> **PASSAGE FOR REVIEW**:

Airbnb is expected to complete its much anticipated IPO before the end of 2020 and Wall Street analysts are understandably excited, while hospitality industry experts worry that access to cheaper capital would allow Airbnb to increase its share of the current ultra-weak travel demand at the expense of hotels. This year Airbnb's US adult user base is expected to fall 60.0% to 17.0 million, the first time of negative user growth (eMarketer). No wonder, the company's valuation plummeted by 58% to $18 billion in a desperate coronavirus-driven fundraising in April 2020 from its previous high of $31 billion. Due to increased competition, its market share in the U.S. is expected to decrease to under 70% by 2022 from the current level of nearly 73% (eMarketer). The question is, how big of a threat to the hospitality industry, if at all, is Airbnb's upcoming IPO?

> **INPUT DATA**:
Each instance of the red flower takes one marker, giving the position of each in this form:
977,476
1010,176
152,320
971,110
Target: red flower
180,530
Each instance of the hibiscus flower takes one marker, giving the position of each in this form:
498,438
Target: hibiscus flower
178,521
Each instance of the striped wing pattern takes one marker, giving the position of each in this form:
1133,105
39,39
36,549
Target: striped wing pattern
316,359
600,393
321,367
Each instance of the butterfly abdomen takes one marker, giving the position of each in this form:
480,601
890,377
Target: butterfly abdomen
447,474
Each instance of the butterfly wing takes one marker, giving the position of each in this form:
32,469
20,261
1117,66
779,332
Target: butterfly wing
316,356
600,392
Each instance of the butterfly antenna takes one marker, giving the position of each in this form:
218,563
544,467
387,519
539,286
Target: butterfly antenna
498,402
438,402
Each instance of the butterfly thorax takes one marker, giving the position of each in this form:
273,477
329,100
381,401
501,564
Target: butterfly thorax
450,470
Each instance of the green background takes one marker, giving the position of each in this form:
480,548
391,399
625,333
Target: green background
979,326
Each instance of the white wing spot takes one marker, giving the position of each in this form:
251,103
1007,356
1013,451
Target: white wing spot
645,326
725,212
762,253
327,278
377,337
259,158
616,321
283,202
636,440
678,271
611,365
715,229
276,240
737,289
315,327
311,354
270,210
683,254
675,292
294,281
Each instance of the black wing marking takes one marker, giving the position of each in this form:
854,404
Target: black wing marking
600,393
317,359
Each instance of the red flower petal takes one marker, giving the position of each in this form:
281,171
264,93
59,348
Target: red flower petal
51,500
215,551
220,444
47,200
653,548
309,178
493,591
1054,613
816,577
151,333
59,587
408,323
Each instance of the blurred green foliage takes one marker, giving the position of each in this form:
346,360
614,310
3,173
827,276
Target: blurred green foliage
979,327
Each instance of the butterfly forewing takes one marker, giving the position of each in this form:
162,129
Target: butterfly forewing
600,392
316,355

> **QUESTIONS TO ANSWER**:
**1)** In the passage on Airbnb's IPO, what was the company's valuation after its April 2020 fundraising?
**2)** Reproduce the part of the passage on Airbnb's IPO starting with "Airbnb is expected" and going on through "Airbnb's upcoming IPO?".
The listing is separate material and has no connection to the passage on Airbnb's IPO.

> **TASK RESULTS**:
**1)** $18 billion

**2)**
Airbnb is expected to complete its much anticipated IPO before the end of 2020 and Wall Street analysts are understandably excited, while hospitality industry experts worry that access to cheaper capital would allow Airbnb to increase its share of the current ultra-weak travel demand at the expense of hotels. This year Airbnb's US adult user base is expected to fall 60.0% to 17.0 million, the first time of negative user growth (eMarketer). No wonder, the company's valuation plummeted by 58% to $18 billion in a desperate coronavirus-driven fundraising in April 2020 from its previous high of $31 billion. Due to increased competition, its market share in the U.S. is expected to decrease to under 70% by 2022 from the current level of nearly 73% (eMarketer). The question is, how big of a threat to the hospitality industry, if at all, is Airbnb's upcoming IPO?